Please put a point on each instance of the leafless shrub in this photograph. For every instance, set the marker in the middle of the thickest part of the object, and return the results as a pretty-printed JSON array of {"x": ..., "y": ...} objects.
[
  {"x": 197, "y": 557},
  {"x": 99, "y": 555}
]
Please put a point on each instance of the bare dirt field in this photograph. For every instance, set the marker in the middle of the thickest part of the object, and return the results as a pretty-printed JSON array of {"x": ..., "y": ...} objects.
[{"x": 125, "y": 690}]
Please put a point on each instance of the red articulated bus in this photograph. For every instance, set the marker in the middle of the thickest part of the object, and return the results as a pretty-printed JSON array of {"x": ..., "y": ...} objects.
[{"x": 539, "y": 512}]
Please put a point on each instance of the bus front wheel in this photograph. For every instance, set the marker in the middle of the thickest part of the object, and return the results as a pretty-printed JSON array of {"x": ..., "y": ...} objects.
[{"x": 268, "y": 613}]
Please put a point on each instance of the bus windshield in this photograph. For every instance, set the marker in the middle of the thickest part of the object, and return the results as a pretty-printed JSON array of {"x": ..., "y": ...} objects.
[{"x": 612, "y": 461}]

=======

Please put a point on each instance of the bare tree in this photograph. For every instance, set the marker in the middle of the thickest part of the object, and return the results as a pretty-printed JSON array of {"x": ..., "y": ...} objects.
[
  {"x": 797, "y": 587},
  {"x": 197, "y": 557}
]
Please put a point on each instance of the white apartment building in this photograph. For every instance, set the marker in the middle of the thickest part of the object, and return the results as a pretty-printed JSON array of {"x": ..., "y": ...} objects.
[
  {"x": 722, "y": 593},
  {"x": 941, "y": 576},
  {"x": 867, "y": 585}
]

=======

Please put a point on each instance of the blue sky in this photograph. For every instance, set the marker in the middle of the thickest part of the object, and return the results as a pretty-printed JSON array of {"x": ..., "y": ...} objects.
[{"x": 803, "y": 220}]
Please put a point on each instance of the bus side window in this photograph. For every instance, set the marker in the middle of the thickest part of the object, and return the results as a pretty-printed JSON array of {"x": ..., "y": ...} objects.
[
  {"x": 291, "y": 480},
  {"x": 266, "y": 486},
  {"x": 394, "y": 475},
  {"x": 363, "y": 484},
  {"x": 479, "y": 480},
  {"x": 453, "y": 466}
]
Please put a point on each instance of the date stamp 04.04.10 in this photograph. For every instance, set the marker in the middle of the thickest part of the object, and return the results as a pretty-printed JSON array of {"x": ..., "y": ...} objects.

=======

Assignment: Of all the entries above, retype exactly the lines from the line with "Please put a point on each instance of the bus side" to the line with "Please put a point on each instance of the date", both included, and no others.

Result for this task:
Please put a point on each instance of the bus side window in this photograph. For every instance, set the marker in the middle of the thickest part of the object, and return the results as a pretty-printed JSON array of {"x": ..., "y": ...} objects.
[
  {"x": 291, "y": 480},
  {"x": 266, "y": 486},
  {"x": 394, "y": 475},
  {"x": 363, "y": 484},
  {"x": 479, "y": 480},
  {"x": 453, "y": 466}
]
Please put a point on each instance of the date stamp 04.04.10 in this photograph. For every instance, set the marker in the middle of the thickest part of the object, and return the results as a pretty-printed JSON array of {"x": ..., "y": ...} objects.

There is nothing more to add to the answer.